Ao Soldado Desconhecido


Como todos os seres complexos, Afonso Lopes Vieira resiste a classificações simplistas. Entre as comuns, no que aos da Literatura respeita, há sempre a tentação de situá-los no espectro político das categorias existentes, as dicotómicas. O autor da Em Demanda do Graal não seria excluído desta tendência por causa da qual muitas vezes se desfoca a análise literária em prol da qualificação ideológica.
Falando com um local, vizinho da sua Casa em São Pedro de Moel, considerava-o como um «homem das esquerdas». Para tal terá contribuído o seu envolvimento anarquista na juventude e as lendárias ou reais conspirações em que se envolveu e sobretudo o insurrecto rancor que nutria pela figura e obra de António de Oliveira Salazar.
Para Rodrigues Cavalheiro, que organizou para as Edições Panorama uma colectânea de escritos do poeta, Vieira surge, porém, situado nos parâmetros do nacionalismo, percursor do pensamento do integralismo lusitano. Eis o que encontrei neste seu livro, em leitura ontem iniciada.
Cavalheiro foi historiador, apoiante do salazarismo, depois de ter rompido com o  nacional-sindicalismo de Rolão Preto. Licenciado em ciências histórico-geográficas foi professor do ensino liceal, nos Liceus Camões e Gil Vicente e docente na Escola Naval. A partir de 1932 foi Chefe da Secção de Bibliotecas e do Arquivo Histórico da Câmara Municipal de Lisboa. Foi sócio da Academia Portuguesa de História, Deputado em 1942 e Procurador à Câmara Corporativa a partir de 1961.

> Enunciado:
Responda, com base no texto sobre Afonso Lopes Vieira:
(a) Em que localidade se situa a Casa de Afonso Lopes Vieira mencionada?
(b) Para que editora organizou Rodrigues Cavalheiro uma colectânea de escritos do poeta?
(c) A partir de que ano foi Cavalheiro Chefe da Secção de Bibliotecas e do Arquivo Histórico da Câmara Municipal de Lisboa?

> Material:
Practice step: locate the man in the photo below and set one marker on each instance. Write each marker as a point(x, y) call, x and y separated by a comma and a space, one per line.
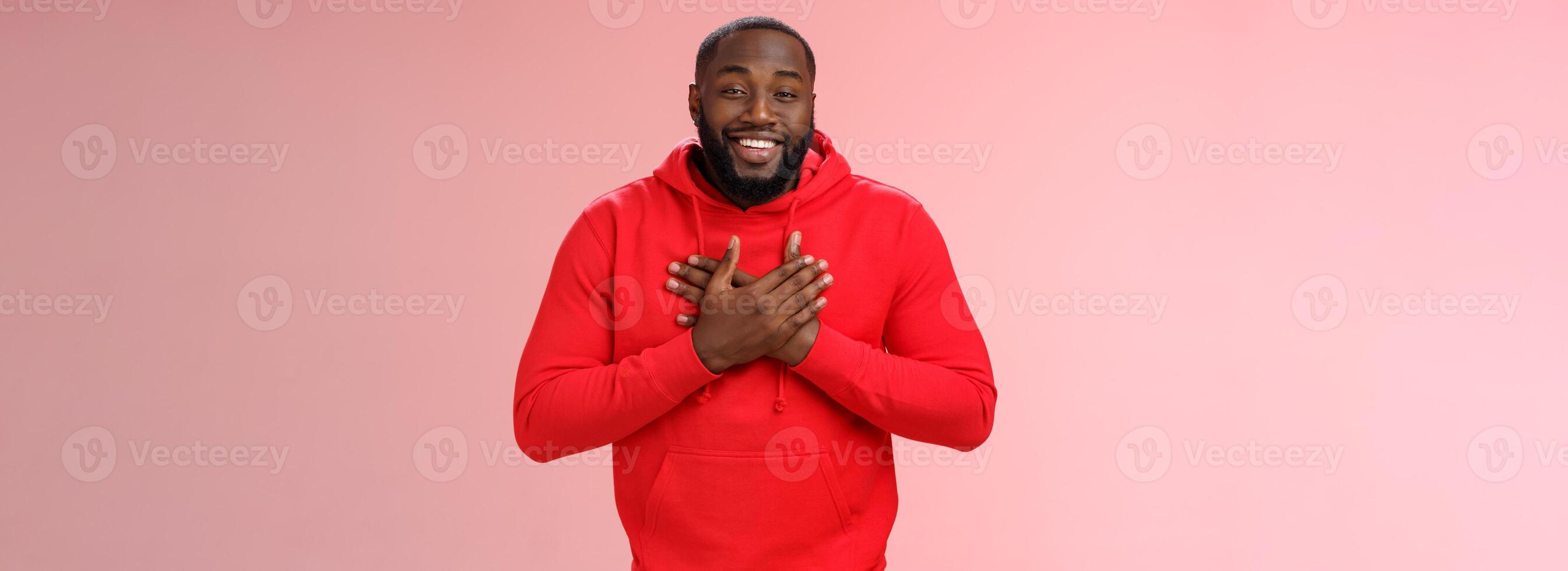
point(753, 427)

> Resultado final:
(a) São Pedro de Moel.
(b) Edições Panorama.
(c) 1932.